[Saved entries]
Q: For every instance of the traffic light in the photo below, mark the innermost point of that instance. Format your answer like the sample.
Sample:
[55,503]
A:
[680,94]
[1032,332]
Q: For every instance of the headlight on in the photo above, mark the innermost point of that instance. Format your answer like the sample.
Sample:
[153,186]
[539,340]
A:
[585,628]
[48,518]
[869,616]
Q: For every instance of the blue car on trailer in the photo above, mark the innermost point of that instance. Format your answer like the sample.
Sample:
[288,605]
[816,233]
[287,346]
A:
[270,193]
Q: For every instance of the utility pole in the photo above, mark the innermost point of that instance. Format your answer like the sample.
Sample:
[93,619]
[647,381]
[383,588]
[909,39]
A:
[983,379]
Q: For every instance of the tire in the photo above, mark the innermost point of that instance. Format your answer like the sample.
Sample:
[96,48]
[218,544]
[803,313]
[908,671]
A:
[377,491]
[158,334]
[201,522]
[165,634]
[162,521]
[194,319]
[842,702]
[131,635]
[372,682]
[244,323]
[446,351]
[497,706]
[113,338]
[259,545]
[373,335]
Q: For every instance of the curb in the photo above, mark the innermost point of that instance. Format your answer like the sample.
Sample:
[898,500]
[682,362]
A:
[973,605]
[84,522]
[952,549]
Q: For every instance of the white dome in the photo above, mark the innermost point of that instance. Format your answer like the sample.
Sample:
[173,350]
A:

ACTION ITEM:
Each line above must be printed exactly as it appears.

TASK SOLUTION:
Q: For every instance of the traffic light in the photo below, mark the innermost point of that instance. Format your answer like the sample.
Sample:
[55,503]
A:
[680,94]
[1032,332]
Q: For every instance of the headlight on in the photo above, mark the innermost point of that instance. Format your answer like the sample.
Sample:
[153,186]
[539,340]
A:
[585,628]
[48,518]
[869,616]
Q: For every instance of the blue car on trailer in the photo above, mark the innermost point of that instance. Format your answer like the sample.
Sample:
[288,605]
[816,233]
[287,346]
A:
[270,193]
Q: For every instance of the utility pole in the photo above, mark the innermost point of that instance. Format your answer like the sample.
Sample:
[93,619]
[647,381]
[383,588]
[909,39]
A:
[983,379]
Q: For every instance of the tire in the photo above, mark the innermost point of that instance. Format your answer like the sample.
Sample:
[96,48]
[218,544]
[803,313]
[908,671]
A:
[377,491]
[158,334]
[201,522]
[165,634]
[162,521]
[194,319]
[842,702]
[131,635]
[372,682]
[244,323]
[446,351]
[497,706]
[113,338]
[259,545]
[373,335]
Q: For every instance of the curb in the photo above, mark the innermost point of that instance. Format your answer like the sample.
Sample:
[898,500]
[682,362]
A:
[973,605]
[84,522]
[952,549]
Q: For every instance of the white dome in the photo above, mark the innermost point of that instance. Format your answer like the sample.
Sample:
[173,350]
A:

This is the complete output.